(Material supplied)

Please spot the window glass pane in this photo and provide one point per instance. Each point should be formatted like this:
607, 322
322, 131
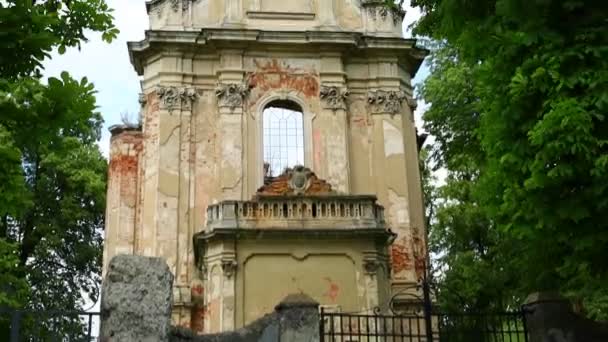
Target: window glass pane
283, 138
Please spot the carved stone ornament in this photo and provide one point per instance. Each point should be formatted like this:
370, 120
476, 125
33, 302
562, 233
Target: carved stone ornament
299, 180
232, 95
380, 9
172, 98
334, 97
157, 5
143, 99
229, 268
371, 266
384, 101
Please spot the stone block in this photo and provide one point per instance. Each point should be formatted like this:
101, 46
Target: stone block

(End Material supplied)

◆ **What this task involves**
The answer must be an exact copy of every record above, minus the pictures.

◆ **Response for this exercise**
Please spot the window glass pane in this photo and provide one point per instance. Each point should be formatted like this:
607, 322
322, 131
Target: window glass pane
283, 138
Please spot the carved stone ornament in this photo and provide one point per instance. Each point should be formatted like this:
370, 120
476, 125
33, 302
562, 233
Target: carved stone ornament
299, 180
232, 95
380, 9
172, 98
334, 97
157, 5
143, 99
229, 268
371, 266
384, 101
Please spot the stone block in this photo and provide one point per instance. Each point should be formatted like this:
101, 46
Target: stone block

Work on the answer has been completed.